> Problem to solve: Please reproduce the data in its entirety, word for word.

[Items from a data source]
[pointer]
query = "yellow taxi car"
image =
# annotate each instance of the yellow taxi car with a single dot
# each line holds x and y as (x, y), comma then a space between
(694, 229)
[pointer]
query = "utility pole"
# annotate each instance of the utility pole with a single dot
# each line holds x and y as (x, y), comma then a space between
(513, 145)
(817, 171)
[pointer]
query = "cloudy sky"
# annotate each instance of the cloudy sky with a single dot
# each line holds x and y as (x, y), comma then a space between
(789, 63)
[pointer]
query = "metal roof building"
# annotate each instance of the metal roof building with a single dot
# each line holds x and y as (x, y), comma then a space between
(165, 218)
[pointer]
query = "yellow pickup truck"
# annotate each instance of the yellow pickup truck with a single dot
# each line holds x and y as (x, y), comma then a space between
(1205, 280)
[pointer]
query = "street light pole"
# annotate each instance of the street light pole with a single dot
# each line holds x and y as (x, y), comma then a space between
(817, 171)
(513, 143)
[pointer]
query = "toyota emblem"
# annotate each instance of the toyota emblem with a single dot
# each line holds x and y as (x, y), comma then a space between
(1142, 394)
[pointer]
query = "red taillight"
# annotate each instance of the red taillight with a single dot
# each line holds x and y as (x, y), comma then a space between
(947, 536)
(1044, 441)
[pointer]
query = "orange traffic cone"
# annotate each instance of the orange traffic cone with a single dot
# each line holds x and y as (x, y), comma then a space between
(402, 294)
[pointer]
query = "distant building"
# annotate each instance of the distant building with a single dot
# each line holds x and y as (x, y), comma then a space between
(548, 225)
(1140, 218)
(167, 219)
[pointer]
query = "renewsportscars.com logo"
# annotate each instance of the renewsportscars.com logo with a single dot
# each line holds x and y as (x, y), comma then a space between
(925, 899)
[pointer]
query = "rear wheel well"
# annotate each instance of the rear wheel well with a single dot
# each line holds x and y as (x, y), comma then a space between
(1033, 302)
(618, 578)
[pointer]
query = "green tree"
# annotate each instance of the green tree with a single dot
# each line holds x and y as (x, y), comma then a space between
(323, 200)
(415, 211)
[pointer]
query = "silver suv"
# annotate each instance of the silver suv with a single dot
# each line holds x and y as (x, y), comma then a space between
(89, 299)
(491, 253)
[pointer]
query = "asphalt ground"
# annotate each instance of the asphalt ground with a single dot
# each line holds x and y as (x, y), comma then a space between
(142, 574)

> Solution for this exercise:
[pointer]
query = "yellow taxi car"
image =
# annotate each instance of the yellow taxi car with a single dot
# each line holds x and y as (x, y), comma then a space between
(694, 229)
[pointer]
query = "utility pole"
# annotate each instance of the utility pole with a single dot
# each line holds x and y as (x, y), comma then a space between
(513, 145)
(817, 171)
[pointer]
query = "cloudy sky"
# annotate each instance of the cloudy sky with a single dot
# each line holds x and y as (x, y), comma then a space between
(789, 63)
[pointer]
query = "metal roof building"
# annotate each instance of the metal roof building with a single dot
# each line holds x and y as (x, y), comma then a space between
(165, 218)
[pointer]
query = "yellow pickup truck"
# annotate each instance of the yellow pickup truck with a single dot
# each line holds x and y as (x, y), comma then a space between
(1205, 280)
[pointer]
query = "street light pole"
# annotate each instance of the street light pole with a single dot
# each line holds x and y as (x, y), comma then a space between
(817, 171)
(513, 143)
[pointer]
query = "toyota emblem"
# annotate each instance of the toyota emblem with a single dot
# each line holds x and y as (x, y), comma then a space between
(1142, 394)
[pointer]
query = "red taillight"
# annotate each instance of the red taillight with a single dot
# each line holds x and y as (x, y), comma then a space between
(947, 536)
(1044, 441)
[pointer]
query = "orange traffic cone"
# annotate each instance of the orange traffic cone with a single dot
# each line holds x and y as (x, y), comma then a space between
(402, 294)
[pointer]
query = "distant building"
# annotate each instance of the distant building with a single dot
# each line holds x and y as (x, y), comma then a space between
(548, 225)
(1140, 218)
(167, 219)
[pointer]
query = "renewsportscars.com logo"
# annotate each instance of the renewsportscars.com logo with a single dot
# each line holds x and y as (x, y), comma then a space between
(925, 899)
[pointer]
query = "rear wheel well"
# annotate each instance of the rear wheel well with a single dot
# each line holds x and y as (x, y), comma then a space between
(1033, 302)
(618, 578)
[pointer]
query = "green tree"
# annotate each instance of the green tree with a single dot
# each line holds x and y as (x, y), comma then a space between
(323, 200)
(415, 211)
[pointer]
query = "silver suv"
# annotate each instance of the silver suv with a single dot
# each line holds x and y as (x, y), comma then a space between
(89, 299)
(491, 253)
[pointer]
query = "asphalt ground"
# annotate each instance of the asphalt ground with a single dot
# each line holds x and y as (x, y), comma then a space between
(142, 574)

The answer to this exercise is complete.